# EXERCISE DETAILS
Express the records below as a numbered list, beginning at the line that contains "Can you find the reflective" and stopping after the line that contains "Target: dirt ground". Skip blank lines and leave the pictures out.

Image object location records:
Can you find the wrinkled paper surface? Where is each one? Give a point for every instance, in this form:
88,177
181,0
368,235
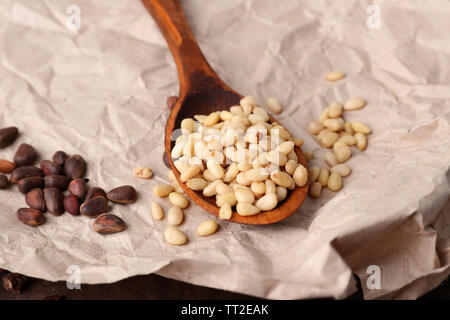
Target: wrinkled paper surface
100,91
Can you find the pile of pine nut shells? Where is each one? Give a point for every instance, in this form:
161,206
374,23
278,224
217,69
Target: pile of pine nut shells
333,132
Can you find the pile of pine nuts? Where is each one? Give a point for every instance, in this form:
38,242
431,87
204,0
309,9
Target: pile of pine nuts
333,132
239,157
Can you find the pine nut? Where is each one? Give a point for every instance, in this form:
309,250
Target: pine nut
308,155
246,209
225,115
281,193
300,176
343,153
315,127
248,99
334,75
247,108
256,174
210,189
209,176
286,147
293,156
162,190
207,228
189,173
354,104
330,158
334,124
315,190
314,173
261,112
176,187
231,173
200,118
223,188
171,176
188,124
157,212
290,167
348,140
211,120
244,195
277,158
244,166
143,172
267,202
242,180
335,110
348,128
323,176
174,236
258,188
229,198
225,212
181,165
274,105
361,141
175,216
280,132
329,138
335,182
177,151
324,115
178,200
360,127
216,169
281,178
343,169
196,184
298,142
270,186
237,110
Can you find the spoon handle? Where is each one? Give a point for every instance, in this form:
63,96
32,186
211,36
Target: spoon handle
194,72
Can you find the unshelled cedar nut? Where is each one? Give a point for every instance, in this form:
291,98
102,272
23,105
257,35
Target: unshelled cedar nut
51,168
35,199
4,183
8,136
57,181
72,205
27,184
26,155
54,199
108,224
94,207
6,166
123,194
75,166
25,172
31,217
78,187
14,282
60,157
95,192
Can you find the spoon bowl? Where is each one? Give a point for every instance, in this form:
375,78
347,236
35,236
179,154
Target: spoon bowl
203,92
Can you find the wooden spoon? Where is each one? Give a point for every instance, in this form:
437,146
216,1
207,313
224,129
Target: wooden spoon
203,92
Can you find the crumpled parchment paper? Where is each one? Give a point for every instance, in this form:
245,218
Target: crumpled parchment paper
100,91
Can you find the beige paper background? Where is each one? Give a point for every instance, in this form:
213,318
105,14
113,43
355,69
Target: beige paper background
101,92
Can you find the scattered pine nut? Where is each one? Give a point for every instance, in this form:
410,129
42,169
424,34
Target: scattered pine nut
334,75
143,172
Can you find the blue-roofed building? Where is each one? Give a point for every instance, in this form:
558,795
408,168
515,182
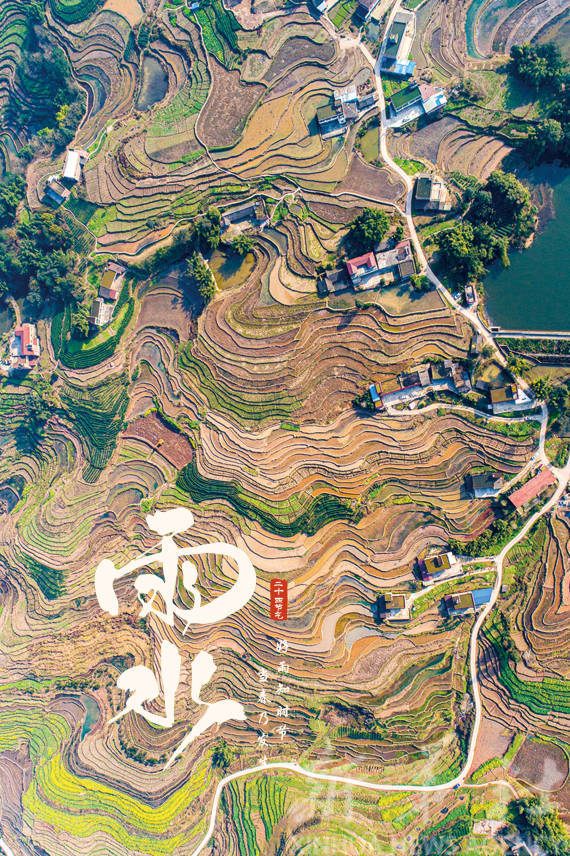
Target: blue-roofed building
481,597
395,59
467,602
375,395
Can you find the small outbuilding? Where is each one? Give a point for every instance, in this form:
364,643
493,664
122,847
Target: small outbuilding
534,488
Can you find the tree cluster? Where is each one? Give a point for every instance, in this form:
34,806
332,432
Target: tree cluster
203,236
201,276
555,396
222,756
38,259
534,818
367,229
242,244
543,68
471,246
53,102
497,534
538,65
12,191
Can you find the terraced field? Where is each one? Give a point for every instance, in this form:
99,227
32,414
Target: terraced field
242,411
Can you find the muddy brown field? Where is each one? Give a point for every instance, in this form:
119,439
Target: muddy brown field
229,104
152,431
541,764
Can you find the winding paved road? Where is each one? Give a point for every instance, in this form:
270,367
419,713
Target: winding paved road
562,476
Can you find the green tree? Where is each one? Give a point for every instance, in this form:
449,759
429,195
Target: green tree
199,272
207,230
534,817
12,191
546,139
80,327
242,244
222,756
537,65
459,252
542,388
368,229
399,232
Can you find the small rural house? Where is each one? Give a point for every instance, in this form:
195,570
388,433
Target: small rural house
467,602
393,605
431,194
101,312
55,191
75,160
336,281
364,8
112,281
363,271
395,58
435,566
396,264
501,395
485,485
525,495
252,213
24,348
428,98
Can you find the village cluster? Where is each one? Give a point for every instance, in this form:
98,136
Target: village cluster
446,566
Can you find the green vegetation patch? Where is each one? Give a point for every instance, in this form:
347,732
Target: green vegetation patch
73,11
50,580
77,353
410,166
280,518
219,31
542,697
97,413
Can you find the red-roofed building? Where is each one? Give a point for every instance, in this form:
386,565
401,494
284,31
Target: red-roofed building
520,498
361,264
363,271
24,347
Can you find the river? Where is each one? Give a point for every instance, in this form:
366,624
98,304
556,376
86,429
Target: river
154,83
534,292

--

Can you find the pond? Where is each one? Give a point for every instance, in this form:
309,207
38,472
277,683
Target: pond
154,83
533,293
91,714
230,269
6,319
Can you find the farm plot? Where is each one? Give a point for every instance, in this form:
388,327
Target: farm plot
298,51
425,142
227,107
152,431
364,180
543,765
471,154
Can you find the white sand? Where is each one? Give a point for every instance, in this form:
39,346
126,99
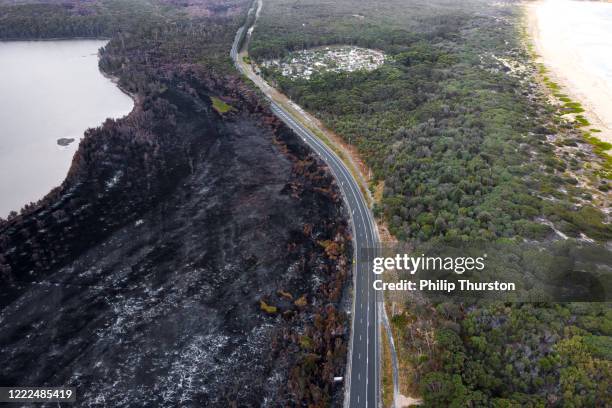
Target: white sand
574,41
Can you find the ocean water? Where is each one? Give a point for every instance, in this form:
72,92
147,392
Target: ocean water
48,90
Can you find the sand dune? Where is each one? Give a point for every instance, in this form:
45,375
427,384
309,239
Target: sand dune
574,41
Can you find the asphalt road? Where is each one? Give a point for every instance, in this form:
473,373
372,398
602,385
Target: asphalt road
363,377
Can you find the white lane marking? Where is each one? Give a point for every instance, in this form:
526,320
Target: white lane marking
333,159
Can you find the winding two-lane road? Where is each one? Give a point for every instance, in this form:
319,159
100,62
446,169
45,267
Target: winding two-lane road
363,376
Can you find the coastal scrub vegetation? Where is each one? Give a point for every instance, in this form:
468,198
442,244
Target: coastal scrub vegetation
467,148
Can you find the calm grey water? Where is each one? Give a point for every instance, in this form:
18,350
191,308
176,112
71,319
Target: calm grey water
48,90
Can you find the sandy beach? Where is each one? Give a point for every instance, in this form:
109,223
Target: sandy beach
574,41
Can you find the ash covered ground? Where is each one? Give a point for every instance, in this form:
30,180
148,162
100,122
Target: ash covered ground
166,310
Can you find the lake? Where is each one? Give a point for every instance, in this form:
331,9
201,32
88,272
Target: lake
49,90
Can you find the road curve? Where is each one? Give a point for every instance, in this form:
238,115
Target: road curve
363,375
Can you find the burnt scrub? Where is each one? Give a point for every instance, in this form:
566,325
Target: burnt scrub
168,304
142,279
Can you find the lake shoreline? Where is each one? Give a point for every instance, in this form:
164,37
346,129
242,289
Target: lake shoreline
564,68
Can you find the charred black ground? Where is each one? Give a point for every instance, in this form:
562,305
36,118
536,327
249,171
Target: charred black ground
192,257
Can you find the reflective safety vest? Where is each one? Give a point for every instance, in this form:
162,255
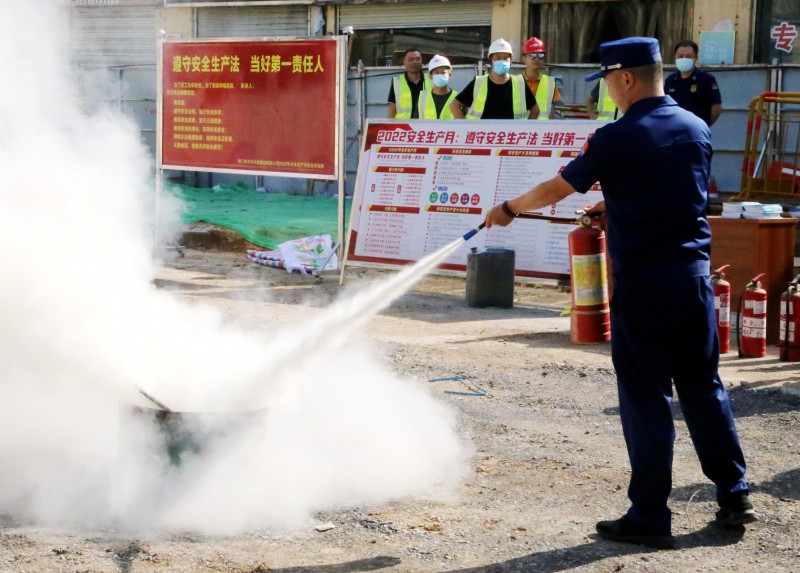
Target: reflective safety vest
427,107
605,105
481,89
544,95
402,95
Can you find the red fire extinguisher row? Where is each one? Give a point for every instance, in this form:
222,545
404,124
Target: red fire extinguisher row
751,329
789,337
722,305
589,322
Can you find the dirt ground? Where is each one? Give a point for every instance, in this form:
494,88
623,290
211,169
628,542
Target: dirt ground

# ANSWER TO THIS PROBLEM
1. Can you find the reflective safety vest? Where is each one? Give a point for every instance, in this form:
2. 162,255
3. Target: reflective safety vest
4. 427,107
5. 605,105
6. 481,89
7. 544,95
8. 402,95
9. Can you find the red fire extinguisher row? Where is each one? Give a point for every instance, in this form:
10. 222,545
11. 404,124
12. Target: red fire extinguisher row
13. 751,329
14. 789,337
15. 722,305
16. 589,322
17. Can you find the dirt ground? Where is each one? Give a point for every instance, in this form:
18. 494,88
19. 623,290
20. 211,169
21. 628,542
22. Target: dirt ground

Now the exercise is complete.